##### DATASET EXTRACT #####

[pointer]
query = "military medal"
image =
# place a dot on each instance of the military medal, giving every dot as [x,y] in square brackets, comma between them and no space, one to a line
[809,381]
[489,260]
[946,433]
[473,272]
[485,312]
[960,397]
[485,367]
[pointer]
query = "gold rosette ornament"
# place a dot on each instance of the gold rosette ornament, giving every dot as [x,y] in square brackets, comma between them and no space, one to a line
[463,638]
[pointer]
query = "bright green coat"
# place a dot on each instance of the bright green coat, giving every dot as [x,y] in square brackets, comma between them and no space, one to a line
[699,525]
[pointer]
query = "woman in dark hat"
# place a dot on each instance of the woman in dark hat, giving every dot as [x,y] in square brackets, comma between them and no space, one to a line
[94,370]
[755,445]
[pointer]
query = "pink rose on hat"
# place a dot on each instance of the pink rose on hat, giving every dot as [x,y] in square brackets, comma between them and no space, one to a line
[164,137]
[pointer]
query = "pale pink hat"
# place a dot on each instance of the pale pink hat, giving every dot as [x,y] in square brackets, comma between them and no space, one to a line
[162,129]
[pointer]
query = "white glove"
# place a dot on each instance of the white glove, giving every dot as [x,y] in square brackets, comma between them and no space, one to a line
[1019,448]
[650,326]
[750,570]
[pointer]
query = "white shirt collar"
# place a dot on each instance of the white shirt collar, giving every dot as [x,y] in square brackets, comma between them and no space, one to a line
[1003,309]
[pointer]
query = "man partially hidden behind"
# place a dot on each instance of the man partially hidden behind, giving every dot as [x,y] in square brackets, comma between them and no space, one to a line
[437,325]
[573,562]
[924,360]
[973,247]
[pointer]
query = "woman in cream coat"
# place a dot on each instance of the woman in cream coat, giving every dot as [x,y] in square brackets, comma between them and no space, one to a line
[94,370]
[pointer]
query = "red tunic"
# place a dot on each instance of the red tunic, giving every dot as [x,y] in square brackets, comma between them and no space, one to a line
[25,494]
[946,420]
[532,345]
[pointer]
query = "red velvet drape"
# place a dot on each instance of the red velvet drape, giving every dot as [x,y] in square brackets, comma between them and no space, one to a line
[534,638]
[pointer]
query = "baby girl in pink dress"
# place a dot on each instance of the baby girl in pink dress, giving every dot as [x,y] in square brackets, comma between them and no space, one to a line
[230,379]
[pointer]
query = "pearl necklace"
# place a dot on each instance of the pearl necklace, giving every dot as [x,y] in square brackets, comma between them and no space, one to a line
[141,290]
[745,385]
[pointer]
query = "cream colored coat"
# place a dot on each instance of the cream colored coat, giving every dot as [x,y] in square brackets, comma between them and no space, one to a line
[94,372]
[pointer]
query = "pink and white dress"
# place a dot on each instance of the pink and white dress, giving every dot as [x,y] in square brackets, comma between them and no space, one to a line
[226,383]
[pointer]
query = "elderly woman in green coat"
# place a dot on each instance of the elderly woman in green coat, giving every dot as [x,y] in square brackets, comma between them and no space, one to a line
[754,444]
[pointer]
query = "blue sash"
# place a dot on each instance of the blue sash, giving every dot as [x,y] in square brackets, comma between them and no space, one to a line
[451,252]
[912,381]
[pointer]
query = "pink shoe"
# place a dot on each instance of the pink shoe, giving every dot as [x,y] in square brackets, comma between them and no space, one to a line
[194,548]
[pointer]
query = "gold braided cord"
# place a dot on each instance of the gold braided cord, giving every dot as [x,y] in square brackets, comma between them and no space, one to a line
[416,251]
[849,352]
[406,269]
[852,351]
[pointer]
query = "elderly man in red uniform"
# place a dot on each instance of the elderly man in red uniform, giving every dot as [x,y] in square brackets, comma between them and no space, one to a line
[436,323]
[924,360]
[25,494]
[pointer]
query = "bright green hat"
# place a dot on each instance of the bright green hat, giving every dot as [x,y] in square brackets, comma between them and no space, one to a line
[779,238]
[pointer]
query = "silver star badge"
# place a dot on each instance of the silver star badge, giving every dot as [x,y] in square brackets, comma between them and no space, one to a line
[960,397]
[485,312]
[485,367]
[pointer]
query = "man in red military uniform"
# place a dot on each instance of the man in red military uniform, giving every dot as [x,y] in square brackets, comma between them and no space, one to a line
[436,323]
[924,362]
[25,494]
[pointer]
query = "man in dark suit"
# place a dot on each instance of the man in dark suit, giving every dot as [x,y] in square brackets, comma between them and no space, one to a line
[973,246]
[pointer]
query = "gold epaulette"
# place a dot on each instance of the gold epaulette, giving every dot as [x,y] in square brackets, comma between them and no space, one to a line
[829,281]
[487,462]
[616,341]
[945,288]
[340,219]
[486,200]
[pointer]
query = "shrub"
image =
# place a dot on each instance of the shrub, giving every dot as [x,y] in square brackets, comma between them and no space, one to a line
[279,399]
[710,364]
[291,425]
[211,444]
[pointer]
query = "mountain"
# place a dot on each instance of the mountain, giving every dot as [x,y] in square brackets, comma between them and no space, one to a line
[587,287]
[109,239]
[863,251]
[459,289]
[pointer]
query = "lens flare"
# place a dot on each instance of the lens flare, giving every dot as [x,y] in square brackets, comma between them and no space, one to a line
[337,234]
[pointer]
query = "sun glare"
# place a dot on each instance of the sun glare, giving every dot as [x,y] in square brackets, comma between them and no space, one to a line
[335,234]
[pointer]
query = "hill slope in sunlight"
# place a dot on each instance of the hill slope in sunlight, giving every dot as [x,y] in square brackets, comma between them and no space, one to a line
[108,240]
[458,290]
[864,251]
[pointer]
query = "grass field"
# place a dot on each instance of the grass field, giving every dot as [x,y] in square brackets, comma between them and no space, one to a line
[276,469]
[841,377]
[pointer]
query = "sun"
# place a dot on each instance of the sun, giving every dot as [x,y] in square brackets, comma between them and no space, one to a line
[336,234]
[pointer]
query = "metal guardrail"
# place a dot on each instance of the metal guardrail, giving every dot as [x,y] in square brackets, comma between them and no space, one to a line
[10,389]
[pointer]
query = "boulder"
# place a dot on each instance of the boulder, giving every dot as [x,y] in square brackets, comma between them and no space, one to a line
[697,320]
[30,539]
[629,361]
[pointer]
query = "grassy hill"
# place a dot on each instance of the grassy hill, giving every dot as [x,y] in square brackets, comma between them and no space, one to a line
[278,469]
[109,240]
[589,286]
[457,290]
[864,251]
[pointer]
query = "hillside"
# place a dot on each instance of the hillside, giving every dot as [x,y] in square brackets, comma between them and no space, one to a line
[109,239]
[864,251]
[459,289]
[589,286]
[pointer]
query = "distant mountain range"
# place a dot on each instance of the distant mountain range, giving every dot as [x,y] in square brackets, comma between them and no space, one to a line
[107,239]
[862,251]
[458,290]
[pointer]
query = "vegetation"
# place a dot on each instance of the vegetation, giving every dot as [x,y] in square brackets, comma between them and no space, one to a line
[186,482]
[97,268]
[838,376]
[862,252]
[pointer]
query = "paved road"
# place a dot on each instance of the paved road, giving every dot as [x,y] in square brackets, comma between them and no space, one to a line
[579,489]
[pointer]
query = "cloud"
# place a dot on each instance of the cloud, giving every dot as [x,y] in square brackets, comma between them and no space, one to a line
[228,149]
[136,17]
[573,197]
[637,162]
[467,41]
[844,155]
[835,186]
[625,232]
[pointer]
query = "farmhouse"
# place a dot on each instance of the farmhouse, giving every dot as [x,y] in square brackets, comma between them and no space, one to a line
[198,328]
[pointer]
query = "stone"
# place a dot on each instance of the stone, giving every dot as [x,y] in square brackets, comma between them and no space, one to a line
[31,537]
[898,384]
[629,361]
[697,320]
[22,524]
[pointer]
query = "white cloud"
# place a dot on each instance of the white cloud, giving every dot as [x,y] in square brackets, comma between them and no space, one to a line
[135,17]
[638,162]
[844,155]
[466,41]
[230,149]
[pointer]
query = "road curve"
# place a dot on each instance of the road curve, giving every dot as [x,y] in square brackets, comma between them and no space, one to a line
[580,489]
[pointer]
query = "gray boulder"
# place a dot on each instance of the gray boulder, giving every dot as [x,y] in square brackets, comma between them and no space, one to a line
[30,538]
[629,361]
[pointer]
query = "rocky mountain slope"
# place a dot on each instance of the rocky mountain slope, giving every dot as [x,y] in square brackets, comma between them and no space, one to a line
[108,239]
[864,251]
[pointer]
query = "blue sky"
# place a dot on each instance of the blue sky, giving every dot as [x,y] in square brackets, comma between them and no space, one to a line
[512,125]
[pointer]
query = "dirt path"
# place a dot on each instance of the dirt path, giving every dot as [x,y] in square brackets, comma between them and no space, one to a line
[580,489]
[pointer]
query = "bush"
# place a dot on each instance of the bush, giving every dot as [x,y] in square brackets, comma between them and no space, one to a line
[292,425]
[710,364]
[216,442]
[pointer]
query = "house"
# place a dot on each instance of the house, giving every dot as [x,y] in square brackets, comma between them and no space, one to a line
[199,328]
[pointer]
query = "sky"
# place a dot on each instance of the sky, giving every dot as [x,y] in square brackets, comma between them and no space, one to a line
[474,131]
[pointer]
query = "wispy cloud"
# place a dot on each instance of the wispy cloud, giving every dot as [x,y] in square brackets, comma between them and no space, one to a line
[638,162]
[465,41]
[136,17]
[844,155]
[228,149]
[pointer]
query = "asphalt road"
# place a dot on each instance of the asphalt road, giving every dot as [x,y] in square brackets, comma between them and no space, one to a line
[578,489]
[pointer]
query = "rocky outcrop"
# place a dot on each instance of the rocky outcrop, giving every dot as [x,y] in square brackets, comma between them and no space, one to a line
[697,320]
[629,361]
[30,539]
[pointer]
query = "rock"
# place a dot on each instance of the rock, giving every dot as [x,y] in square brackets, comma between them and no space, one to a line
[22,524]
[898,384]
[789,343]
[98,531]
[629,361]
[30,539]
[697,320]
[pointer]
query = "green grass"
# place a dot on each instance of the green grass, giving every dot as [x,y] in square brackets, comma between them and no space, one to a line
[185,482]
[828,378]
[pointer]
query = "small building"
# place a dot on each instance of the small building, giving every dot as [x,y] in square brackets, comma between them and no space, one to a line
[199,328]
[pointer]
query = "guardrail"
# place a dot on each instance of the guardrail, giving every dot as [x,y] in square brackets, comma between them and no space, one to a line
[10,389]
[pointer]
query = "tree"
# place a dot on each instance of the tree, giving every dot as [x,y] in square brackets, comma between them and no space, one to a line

#####

* _AIM_
Report every line above that contains the word "baby", copying each one in full. Case counts, so a line matches only when its capitalization is the same.

* _RESPONSE FOR THIS EXERCISE_
query = "baby girl in pink dress"
# place a dot on each instance of the baby girl in pink dress, giving every dot as [x,y] in square brackets, comma between them and no space, one to a line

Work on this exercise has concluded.